■ **EXTRACT TO READ**:
** Begin **
Did you know that subsurface drip irrigation (SDI) is the most advanced form of irrigation available to farmers today? SDI provides benefits across the entire farming operation beyond irrigation. It is for advanced growers who want to maximize their farm profits.

Although SDI can take various forms, here we are referring to drip irrigation that is installed generally at a depth of 30 cm (12”), for multi-season use with a lifespan of 10 – 20 years and beyond.


Addressing the challenges of labor shortages

Most people would expect that an article about drip irrigation would start with water use efficiency. However, when we talk to growers around the world, one of the biggest challenges we continually hear is their difficulty in sourcing and keeping good labor.

On the assumption that labor availability is not going to improve anytime soon, farmers need to adopt practices that reduce their reliance on labor. This is where SDI steps in.
** End **
■ **DATA EXTRACT**:
** Begin **
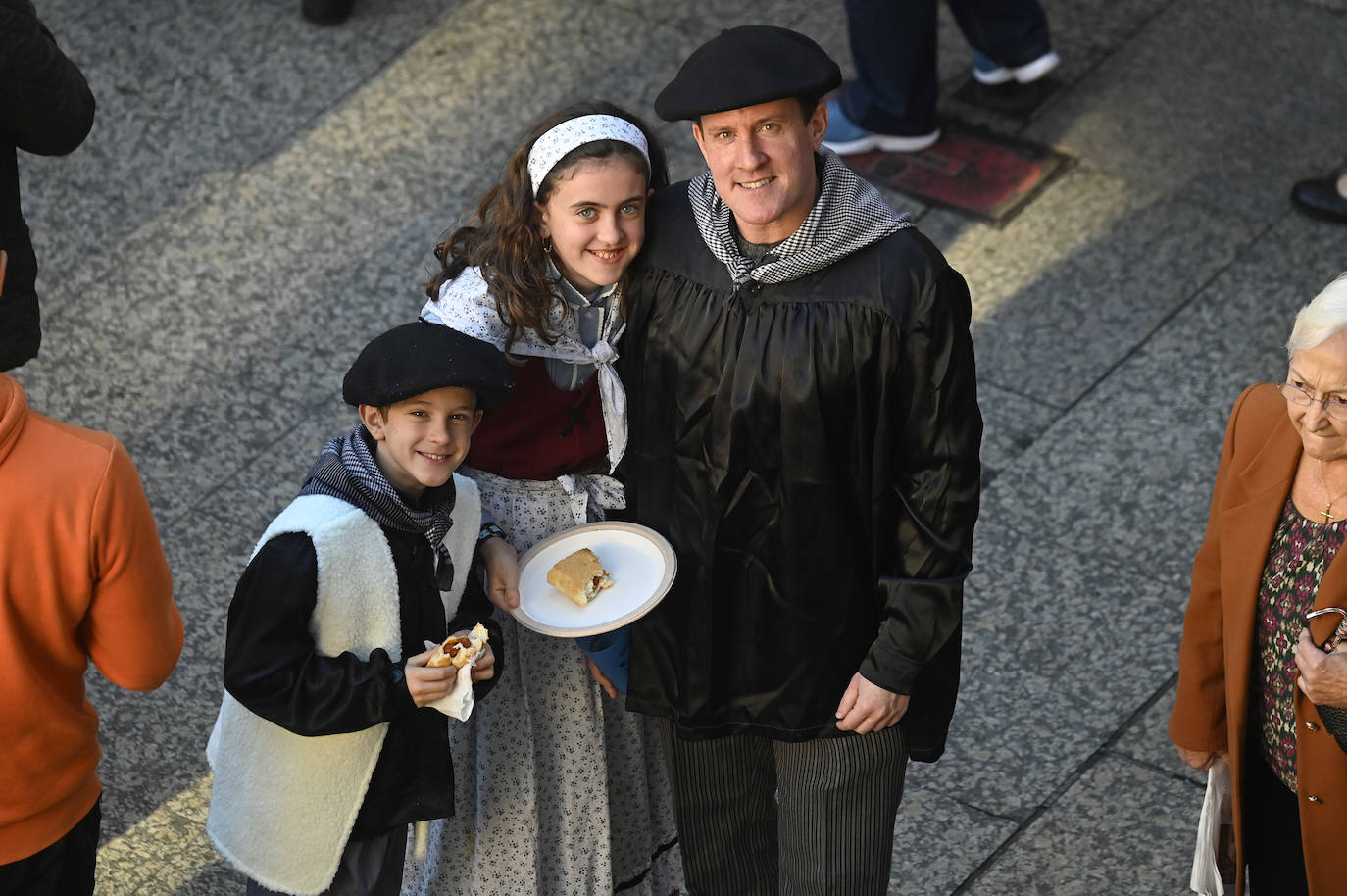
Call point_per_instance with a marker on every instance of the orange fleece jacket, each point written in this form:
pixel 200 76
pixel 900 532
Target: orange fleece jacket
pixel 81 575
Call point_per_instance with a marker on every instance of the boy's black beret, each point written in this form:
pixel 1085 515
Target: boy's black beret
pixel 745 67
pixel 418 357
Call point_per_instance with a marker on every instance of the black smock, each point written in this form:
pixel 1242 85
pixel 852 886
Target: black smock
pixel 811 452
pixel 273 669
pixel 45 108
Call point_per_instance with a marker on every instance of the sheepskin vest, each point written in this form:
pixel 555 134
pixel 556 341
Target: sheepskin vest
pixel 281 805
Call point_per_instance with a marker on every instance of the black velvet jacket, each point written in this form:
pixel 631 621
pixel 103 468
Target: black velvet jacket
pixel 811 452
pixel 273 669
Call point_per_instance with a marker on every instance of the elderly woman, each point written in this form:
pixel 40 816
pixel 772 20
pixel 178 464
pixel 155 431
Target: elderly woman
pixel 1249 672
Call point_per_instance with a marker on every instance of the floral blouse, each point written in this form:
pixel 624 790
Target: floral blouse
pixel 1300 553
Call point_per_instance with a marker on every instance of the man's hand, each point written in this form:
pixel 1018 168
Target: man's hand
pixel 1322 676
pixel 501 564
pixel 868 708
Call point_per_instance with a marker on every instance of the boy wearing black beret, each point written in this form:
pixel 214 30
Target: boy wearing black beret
** End **
■ **WRITTEN TASK 1**:
Can you give the stretch of the subsurface drip irrigation text from "Addressing the challenges" through "SDI steps in." again, substituting "producers" for "growers"?
■ **WRITTEN TASK 2**:
Can you pick up the subsurface drip irrigation text after its final sentence and carry it on?
The material plays no part here.

■ **FINAL ANSWER 1**:
Addressing the challenges of labor shortages

Most people would expect that an article about drip irrigation would start with water use efficiency. However, when we talk to producers around the world, one of the biggest challenges we continually hear is their difficulty in sourcing and keeping good labor.

On the assumption that labor availability is not going to improve anytime soon, farmers need to adopt practices that reduce their reliance on labor. This is where SDI steps in.

■ **FINAL ANSWER 2**:
To paint two very different pictures:

Picture 1: You need to apply fertilizer to your block. First you arrange a tractor prepared with the correct application implement. The fertilizer needs to be loaded and an operator needs to drive all the fields of your farm to apply the fertilizer. The tractor needs re-fueling and continual maintenance requiring more labor.
Picture 2: You have SDI and need to fertigate your block. You have fertilizer tanks prepared with the blend of fertilizers you need to apply. You press a button, the fertilizer is injected into the irrigation system and is applied directly to the root zone of the plants.

This is one example, but the same labor saving concept applies across numerous farm practices. From setting up siphon pipes for flood application, to un-bogging a pivot, to setting up solid-set sprinklers, the list goes on of the labor needs that are eliminated with SDI.

Even spraying herbicides for weeds in the interrow is reduced. SDI applies irrigation water below the soil surface. Overhead irrigation (pivots, sprinklers, etc) irrigate the whole field and encourage weed growth in the interrow. This creates extra work – attach sprayer to tractor, fill with herbicides, drive the fields, etc.  Many tasks add up to a lot of work.


Healthier crop = healthier profit

Study after study shows that SDI delivers superior yield results when compared to other irrigation methods. Why? Because the crop is healthier.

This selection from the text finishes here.